#### Data for this exercise ####

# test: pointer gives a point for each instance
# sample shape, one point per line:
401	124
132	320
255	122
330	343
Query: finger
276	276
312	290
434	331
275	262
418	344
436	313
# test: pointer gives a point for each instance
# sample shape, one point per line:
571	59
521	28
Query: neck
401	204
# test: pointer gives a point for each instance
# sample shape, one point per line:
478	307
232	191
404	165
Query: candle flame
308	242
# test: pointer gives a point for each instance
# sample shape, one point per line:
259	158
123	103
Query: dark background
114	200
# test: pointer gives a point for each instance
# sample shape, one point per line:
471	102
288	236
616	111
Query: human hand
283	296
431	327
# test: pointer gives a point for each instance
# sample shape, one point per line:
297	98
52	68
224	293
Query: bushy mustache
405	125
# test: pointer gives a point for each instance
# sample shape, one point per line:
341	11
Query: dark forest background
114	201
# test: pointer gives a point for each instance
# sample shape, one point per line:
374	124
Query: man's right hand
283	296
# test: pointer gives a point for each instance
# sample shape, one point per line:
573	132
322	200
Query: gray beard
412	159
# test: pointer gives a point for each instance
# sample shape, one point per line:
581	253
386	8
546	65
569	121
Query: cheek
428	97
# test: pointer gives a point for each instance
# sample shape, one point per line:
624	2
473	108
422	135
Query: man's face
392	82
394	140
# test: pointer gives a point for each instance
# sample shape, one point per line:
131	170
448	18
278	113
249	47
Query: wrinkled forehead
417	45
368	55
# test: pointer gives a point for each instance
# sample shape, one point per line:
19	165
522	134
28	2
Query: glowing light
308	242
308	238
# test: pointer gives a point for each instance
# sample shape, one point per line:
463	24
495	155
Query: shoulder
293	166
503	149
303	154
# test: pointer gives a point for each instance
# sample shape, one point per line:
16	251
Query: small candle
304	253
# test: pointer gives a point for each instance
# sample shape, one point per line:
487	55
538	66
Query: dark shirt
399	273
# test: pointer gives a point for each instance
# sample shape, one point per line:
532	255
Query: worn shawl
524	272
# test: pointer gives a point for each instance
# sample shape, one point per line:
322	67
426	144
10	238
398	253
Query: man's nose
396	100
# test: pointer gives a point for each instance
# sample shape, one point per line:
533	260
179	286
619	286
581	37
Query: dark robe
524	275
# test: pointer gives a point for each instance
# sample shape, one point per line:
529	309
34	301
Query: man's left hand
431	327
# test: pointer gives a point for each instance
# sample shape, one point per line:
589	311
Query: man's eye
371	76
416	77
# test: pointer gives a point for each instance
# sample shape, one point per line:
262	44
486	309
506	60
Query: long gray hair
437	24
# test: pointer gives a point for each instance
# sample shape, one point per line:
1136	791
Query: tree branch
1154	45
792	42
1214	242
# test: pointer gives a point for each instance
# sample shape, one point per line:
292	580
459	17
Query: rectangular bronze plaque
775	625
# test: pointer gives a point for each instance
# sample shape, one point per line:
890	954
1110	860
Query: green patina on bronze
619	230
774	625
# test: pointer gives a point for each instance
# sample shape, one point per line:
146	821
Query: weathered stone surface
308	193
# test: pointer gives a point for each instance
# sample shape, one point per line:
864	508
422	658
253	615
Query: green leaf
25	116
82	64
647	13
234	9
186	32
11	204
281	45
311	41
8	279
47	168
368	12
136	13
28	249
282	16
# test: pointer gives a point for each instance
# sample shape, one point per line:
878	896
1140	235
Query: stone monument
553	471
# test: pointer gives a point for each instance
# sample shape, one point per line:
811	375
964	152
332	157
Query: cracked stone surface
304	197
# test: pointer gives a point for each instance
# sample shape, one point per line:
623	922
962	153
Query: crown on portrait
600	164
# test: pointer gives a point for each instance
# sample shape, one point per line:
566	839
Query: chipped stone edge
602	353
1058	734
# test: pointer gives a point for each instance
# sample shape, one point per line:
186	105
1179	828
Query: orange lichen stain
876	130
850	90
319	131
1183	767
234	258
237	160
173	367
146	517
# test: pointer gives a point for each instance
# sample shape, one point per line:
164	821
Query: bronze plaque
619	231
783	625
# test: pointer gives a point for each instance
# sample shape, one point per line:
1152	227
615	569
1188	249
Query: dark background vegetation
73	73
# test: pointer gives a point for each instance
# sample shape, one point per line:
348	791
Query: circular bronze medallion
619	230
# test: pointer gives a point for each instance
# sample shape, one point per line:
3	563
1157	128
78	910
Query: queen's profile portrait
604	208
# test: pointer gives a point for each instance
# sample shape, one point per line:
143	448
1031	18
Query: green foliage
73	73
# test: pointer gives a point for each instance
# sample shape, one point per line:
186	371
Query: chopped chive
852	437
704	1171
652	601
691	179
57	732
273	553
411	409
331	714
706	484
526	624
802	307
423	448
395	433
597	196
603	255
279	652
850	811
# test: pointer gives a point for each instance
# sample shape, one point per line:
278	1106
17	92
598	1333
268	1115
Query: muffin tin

####

■ **What you have to do**: Repeat the material above exactly.

■ **Result of the exercise**:
# test: pointer gives a point for each instance
# sample shape, one point per line:
401	124
132	320
255	122
330	343
Query: finger
276	276
312	290
434	331
275	262
418	344
436	313
# test: pointer gives a point for each instance
# sample shape, one point per line:
571	59
521	28
Query: neck
401	204
# test: pointer gives a point for each instance
# sample shape, one point per line:
478	307
232	191
404	165
Query: candle flame
308	242
# test: pointer gives a point for each instance
# sample shape, one point per line:
259	158
123	103
Query: dark background
114	200
# test: pointer gives a point for each instance
# sample shape, one point per line:
471	102
288	236
616	111
Query: human hand
283	296
431	327
# test: pointer gives a point for each instance
# sample shape, one point per line:
297	98
52	68
224	293
Query: bushy mustache
405	125
# test: pointer gives a point for each instance
# sample shape, one point per line:
341	11
Query: dark forest background
114	201
# test: pointer gives a point for each instance
# sample shape, one point per line:
374	124
Query: man's right hand
283	296
# test: pointer gives a point for each instance
# sample shape, one point per line:
573	132
322	200
Query: gray beard
412	159
# test: pointer gives a point for each instance
# sample shape, one point per line:
581	253
386	8
546	65
569	121
Query: cheek
428	97
# test: pointer gives a point for each instance
# sample shape, one point per line:
624	2
473	108
422	135
Query: man's face
392	82
394	140
# test: pointer gives a point for each instance
# sample shape, one point per line:
131	170
448	18
278	113
249	47
Query: wrinkled forehead
417	45
368	55
# test: pointer gives a point for each instance
# sample shape, one point per line:
19	165
522	134
28	2
Query: glowing light
308	242
308	238
# test: pointer gives a point for each instance
# sample shape, one point per line:
463	24
495	155
Query: shoulder
293	166
503	149
303	154
# test: pointer gives a point for each instance
# sample shape, one point per line:
16	251
Query: small candle
304	253
# test: pointer gives a point for each instance
# sample shape, one point per line:
487	55
538	66
Query: dark shirt
399	273
# test: pointer gives a point for each instance
# sample shape, one point per line:
532	255
Query: worn shawl
524	272
# test: pointer gives a point for each instance
# sample shape, one point per line:
322	67
426	144
10	238
398	253
Query: man's nose
396	100
# test: pointer gives a point for each instance
# sample shape, one point per line:
533	260
179	286
619	286
581	37
Query: dark robe
524	275
# test: pointer gives a point for each instance
# sample shape, one point per line:
529	309
34	301
Query: man's left hand
431	327
# test: pointer gives a point for each instance
# sample shape, one point per line:
589	311
Query: man's eye
371	76
416	77
# test: pointer gives a point for each instance
# sample shape, one point per line:
262	44
486	309
506	60
Query: long gray hair
437	24
# test: pointer gives a point for each instance
# sample shape, one point per line:
1136	791
Query: tree branch
1154	45
792	42
1214	242
# test: pointer gives a point for each instance
# sample shape, one point per line:
292	580
459	17
Query: rectangular bronze plaque
775	625
# test: pointer gives a point for each instance
# sample shape, one point per line:
890	954
1110	860
Query: green patina on bronze
619	230
774	625
# test: pointer gives a point for each instance
# sample shape, one point per line:
146	821
Query: weathered stone surface
308	193
# test: pointer gives a point for each instance
# sample shape, one point per line:
864	508
422	658
253	615
Query: green leaf
25	116
82	64
647	13
234	9
186	32
11	204
281	45
311	41
8	279
47	168
368	12
136	13
28	249
282	16
# test: pointer gives a point for each instance
# sample shape, one point per line:
878	896
1140	235
Query: stone monument
553	471
# test: pointer gives a point for each instance
# sample shape, one point per line:
811	375
964	152
332	157
Query: cracked stone surface
304	197
# test: pointer gives a point for each instance
# sample shape, one point per line:
623	922
962	153
Query: crown on portrait
600	164
# test: pointer gives a point for each instance
# sample shape, one point per line:
566	839
Query: chipped stone edge
602	353
1058	734
# test: pointer gives a point for each instance
# sample shape, one point per line:
186	105
1179	828
Query: orange lichen stain
876	130
850	90
319	131
1183	767
234	258
237	160
173	367
146	517
# test: pointer gives a point for each instance
# sample shape, one point per line:
164	821
Query: bronze plaque
619	231
783	625
# test: pointer gives a point for each instance
# sample shape, one point per line:
1152	227
615	569
1188	249
Query: dark background vegetation
73	73
# test: pointer gives a point for each instance
# sample shape, one point per line:
348	791
Query: circular bronze medallion
619	230
# test: pointer gives a point for each instance
# sample shape, one point per line:
3	563
1157	128
78	910
Query: queen's profile portrait
604	208
# test: pointer gives a point for each instance
# sample shape, one point per line:
143	448
1031	18
Query: green foliage
73	73
# test: pointer gives a point for each instance
# sample shape, one point per line:
186	371
Query: chopped chive
852	437
704	1171
652	601
691	179
57	732
273	553
411	409
331	714
706	484
526	624
802	307
423	448
395	433
597	196
603	255
279	652
850	811
# test: pointer gives a point for each instance
# sample shape, one point per line:
278	1106
17	92
598	1333
268	1115
Query: muffin tin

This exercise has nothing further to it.